[Your instructions] The answer is the exact text of every line from the one that contains "evenodd fill-rule" to the final line of the entries below, with pictures left out.

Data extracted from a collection
▽
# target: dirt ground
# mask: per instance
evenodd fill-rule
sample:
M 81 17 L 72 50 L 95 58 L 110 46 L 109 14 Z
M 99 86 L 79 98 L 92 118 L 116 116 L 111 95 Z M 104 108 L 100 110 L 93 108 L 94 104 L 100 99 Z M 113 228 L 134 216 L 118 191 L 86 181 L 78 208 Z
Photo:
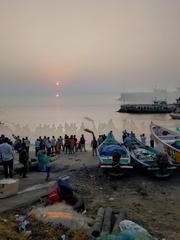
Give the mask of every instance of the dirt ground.
M 59 171 L 61 175 L 70 176 L 75 193 L 85 201 L 87 216 L 94 218 L 100 206 L 110 206 L 114 213 L 125 209 L 128 219 L 146 228 L 153 236 L 167 240 L 180 239 L 180 171 L 168 179 L 154 179 L 146 173 L 134 171 L 123 177 L 111 178 L 103 174 L 98 168 L 98 160 L 92 158 L 90 153 L 61 156 L 59 164 L 54 167 L 54 172 L 59 174 Z M 23 211 L 27 212 L 26 209 Z M 26 239 L 23 236 L 20 238 L 20 235 L 16 237 L 18 230 L 14 216 L 14 213 L 1 214 L 0 239 Z M 14 232 L 9 238 L 2 236 L 7 226 L 4 219 L 12 223 L 9 226 Z M 34 235 L 33 240 L 50 239 L 44 231 L 51 232 L 51 239 L 58 240 L 64 231 L 63 228 L 59 229 L 60 232 L 50 231 L 51 226 L 36 223 L 32 232 L 40 233 L 38 228 L 42 229 L 42 236 L 38 238 Z M 84 234 L 80 233 L 79 237 L 70 233 L 69 239 L 88 239 Z
M 100 206 L 114 213 L 125 209 L 153 236 L 180 239 L 180 172 L 163 180 L 134 172 L 115 179 L 92 167 L 74 171 L 71 178 L 92 217 Z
△
[Task solution]
evenodd fill-rule
sample:
M 81 17 L 72 50 L 95 58 L 110 46 L 109 14 Z
M 99 86 L 79 98 L 92 118 L 116 116 L 111 95 Z M 104 108 L 100 110 L 93 108 L 94 104 L 100 99 Z M 113 228 L 134 216 L 118 191 L 86 181 L 78 208 Z
Photo:
Give the mask of every instance of the dirt ground.
M 59 171 L 61 175 L 70 176 L 75 193 L 85 201 L 87 216 L 94 218 L 100 206 L 110 206 L 114 213 L 125 209 L 128 219 L 146 228 L 153 236 L 167 240 L 180 239 L 180 171 L 168 179 L 154 179 L 146 173 L 134 171 L 123 177 L 111 178 L 103 174 L 98 168 L 98 160 L 92 158 L 90 153 L 61 156 L 59 164 L 54 167 L 54 172 L 59 174 Z M 23 211 L 27 212 L 26 209 Z M 26 239 L 23 236 L 20 238 L 20 235 L 16 237 L 18 230 L 14 216 L 14 213 L 1 214 L 0 239 Z M 14 232 L 9 238 L 2 236 L 7 226 L 4 219 L 12 223 L 9 226 Z M 34 235 L 33 240 L 50 239 L 44 231 L 51 232 L 51 239 L 58 240 L 64 231 L 63 228 L 59 229 L 60 232 L 50 231 L 51 226 L 36 223 L 32 232 L 40 233 L 38 228 L 42 229 L 42 236 L 38 238 Z M 84 234 L 80 233 L 79 237 L 70 233 L 69 239 L 88 239 Z
M 100 206 L 114 213 L 125 209 L 153 236 L 180 239 L 180 172 L 163 180 L 134 172 L 115 179 L 92 167 L 74 171 L 71 178 L 92 217 Z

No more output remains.